▶ **Alıştırma görevi A**: Seçilen bölümü iki cümleyle özetleyin.
▶ **Alıştırma görevi B**: Seçilen bölümde "İddianamenin, bu içerikteki" ile "aykırıdır!.." arasındaki kısmı, her ikisi de dahil olmak üzere, hiçbir değişiklik yapmadan yazın.

==== Seçilen bölüm

İktidar, son sıralarda İstanbul ve CHP üzerinde bir takım
oyunlar planlıyor…
Üstelik bunu açıkça ve gayet fütursuzca yürütüyor… Son derece
komik, komedi tadında girişimler bunlar. Ancak giderek bir “Kara
komedi” haline dönüşüyor!..
Örneğin, CHP İstanbul İl Başkanı Canan
Kaftancıoğlu hakkında beş ayrı suçtan 17 yıla kadar hapis
cezası istemiyle açılan şu davayı ele alalım… Öncelikli soru
şu:
–Kaftancıoğlu, İstanbul’un alınmasında çok önemli bir rol
oynamasa, bu denli başarılı olmasa, böyle bir dava açılır
mıydı?!.
Yanıtı hepimiz biliyoruz sanırım!..
İddianamenin, bu içerikteki diğer dava iddianameleri gibi
“doldur-boşalt” tarzında kaleme alındığını ben
değil, iktidara yapışmamış tüm hukuk insanları söylüyor! Mesela
davanın dünkü duruşmasında, Kaftancıoğlu’nun avukatı üstüne basa
basa şöyle dedi:
–Mevcut iddianame ile yargılama yapılması hukuka
aykırıdır!..

========
==== Kayıtlı veriler

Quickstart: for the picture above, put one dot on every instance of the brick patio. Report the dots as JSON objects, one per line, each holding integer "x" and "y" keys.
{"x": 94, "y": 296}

========

▶ **Çıktı A**: Yazara göre iktidar, İstanbul ve CHP üzerinde açıkça ve fütursuzca oyunlar planlıyor ve bu komik girişimler giderek bir kara komediye dönüşüyor. Buna örnek olarak CHP İstanbul İl Başkanı Canan Kaftancıoğlu hakkında beş ayrı suçtan 17 yıla kadar hapis cezası istemiyle açılan dava gösteriliyor; Kaftancıoğlu'nun avukatı da dünkü duruşmada mevcut iddianameyle yargılama yapılmasının hukuka aykırı olduğunu söyledi.

▶ **Çıktı B**:
İddianamenin, bu içerikteki diğer dava iddianameleri gibi
“doldur-boşalt” tarzında kaleme alındığını ben
değil, iktidara yapışmamış tüm hukuk insanları söylüyor! Mesela
davanın dünkü duruşmasında, Kaftancıoğlu’nun avukatı üstüne basa
basa şöyle dedi:
–Mevcut iddianame ile yargılama yapılması hukuka
aykırıdır!..